▶ The data
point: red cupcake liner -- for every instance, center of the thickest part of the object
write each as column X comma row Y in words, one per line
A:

* * *

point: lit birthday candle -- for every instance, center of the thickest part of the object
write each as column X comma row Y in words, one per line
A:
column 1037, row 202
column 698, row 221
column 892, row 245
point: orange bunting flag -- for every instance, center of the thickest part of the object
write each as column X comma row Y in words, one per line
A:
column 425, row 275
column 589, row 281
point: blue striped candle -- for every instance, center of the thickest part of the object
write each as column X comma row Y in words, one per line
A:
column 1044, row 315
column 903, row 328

==

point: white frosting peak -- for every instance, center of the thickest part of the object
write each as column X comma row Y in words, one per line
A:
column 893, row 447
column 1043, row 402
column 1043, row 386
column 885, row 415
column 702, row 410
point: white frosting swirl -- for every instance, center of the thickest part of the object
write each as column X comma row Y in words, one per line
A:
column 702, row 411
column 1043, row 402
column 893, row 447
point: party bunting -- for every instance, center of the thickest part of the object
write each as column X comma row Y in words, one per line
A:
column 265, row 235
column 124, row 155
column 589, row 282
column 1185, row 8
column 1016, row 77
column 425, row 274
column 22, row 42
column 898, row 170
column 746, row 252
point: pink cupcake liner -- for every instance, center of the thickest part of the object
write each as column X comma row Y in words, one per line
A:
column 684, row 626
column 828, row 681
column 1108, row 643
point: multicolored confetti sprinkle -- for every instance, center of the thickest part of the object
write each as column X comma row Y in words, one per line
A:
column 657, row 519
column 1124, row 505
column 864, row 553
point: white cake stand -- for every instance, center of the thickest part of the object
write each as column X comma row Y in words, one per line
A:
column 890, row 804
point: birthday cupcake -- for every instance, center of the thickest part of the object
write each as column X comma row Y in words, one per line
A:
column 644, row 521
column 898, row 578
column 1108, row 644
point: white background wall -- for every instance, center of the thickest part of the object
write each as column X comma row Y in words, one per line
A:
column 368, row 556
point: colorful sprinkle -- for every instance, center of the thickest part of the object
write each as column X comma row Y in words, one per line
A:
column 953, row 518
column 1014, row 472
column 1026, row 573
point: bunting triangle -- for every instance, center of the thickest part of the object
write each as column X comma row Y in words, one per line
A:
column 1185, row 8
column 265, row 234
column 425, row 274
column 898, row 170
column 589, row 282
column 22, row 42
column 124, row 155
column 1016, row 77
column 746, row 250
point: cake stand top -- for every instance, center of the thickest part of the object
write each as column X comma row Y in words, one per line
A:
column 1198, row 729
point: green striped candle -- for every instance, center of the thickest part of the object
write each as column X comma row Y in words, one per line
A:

▶ Activity
Using the entries above, say how many lines include the word "liner", with no other output.

▶ Solution
2